Task requirements => Count the lines in the entries below that contain the word "lake", and give only the number.

Data in this exercise =>
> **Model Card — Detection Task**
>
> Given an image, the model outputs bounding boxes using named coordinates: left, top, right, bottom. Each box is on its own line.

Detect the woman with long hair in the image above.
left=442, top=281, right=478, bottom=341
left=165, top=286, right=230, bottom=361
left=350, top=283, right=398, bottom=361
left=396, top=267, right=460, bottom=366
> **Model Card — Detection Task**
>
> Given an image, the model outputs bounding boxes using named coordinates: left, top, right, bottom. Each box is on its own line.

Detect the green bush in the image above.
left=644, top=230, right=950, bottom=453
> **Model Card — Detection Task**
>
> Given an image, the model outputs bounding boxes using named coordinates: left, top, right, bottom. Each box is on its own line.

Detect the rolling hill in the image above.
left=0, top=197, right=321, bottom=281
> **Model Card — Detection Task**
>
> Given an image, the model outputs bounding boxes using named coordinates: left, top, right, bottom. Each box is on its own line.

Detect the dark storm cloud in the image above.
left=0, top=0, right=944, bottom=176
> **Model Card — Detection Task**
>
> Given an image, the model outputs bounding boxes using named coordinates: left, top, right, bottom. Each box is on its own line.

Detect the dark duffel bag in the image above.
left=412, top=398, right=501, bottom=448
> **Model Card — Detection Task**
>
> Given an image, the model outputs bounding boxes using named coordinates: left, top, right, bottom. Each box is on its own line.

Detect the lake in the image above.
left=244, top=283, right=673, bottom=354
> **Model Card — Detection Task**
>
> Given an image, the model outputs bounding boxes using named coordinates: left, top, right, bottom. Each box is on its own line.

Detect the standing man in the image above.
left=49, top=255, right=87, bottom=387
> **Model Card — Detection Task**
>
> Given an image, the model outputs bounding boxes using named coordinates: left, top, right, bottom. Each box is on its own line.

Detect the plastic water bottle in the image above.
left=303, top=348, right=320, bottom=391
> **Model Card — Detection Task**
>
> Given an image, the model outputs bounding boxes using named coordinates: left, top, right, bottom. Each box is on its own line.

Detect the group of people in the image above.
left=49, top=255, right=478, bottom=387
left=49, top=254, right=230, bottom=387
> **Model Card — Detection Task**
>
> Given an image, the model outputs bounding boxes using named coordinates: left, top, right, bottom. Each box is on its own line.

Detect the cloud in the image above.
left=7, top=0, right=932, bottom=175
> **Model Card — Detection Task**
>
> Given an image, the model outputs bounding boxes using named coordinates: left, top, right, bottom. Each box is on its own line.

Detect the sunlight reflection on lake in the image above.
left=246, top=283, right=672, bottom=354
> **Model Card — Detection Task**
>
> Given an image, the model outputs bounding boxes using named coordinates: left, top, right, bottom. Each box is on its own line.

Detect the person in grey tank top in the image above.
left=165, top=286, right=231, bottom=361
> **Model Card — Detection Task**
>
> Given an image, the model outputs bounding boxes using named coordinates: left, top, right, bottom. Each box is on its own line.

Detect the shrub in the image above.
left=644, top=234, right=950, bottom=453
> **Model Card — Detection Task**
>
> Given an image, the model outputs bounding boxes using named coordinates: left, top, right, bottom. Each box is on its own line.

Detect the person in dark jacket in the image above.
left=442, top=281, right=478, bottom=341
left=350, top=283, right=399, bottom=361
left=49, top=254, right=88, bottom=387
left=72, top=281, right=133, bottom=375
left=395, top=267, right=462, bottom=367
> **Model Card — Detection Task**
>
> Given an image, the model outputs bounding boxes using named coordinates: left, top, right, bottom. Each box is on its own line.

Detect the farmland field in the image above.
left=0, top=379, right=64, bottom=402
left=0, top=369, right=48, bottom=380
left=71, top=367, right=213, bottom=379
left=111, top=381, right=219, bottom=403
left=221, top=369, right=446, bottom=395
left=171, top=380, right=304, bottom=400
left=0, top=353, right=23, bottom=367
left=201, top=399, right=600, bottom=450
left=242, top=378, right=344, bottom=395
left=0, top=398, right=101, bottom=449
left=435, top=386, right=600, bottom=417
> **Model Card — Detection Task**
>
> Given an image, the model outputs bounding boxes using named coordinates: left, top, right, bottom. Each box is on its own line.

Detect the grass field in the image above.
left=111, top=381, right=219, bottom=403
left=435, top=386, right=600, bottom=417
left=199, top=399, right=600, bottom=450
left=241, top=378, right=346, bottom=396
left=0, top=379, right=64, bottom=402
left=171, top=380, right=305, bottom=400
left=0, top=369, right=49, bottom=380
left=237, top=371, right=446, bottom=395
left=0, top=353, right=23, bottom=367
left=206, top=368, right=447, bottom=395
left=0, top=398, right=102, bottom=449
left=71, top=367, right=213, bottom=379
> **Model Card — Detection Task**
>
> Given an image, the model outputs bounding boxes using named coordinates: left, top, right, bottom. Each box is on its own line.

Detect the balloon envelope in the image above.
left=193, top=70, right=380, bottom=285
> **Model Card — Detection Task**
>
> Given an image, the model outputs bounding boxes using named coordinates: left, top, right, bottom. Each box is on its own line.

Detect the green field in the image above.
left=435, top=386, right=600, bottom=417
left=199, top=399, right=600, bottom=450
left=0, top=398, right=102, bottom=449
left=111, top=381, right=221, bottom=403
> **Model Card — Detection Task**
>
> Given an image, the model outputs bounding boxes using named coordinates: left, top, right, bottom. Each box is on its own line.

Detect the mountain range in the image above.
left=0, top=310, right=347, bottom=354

Solution to this exercise => 2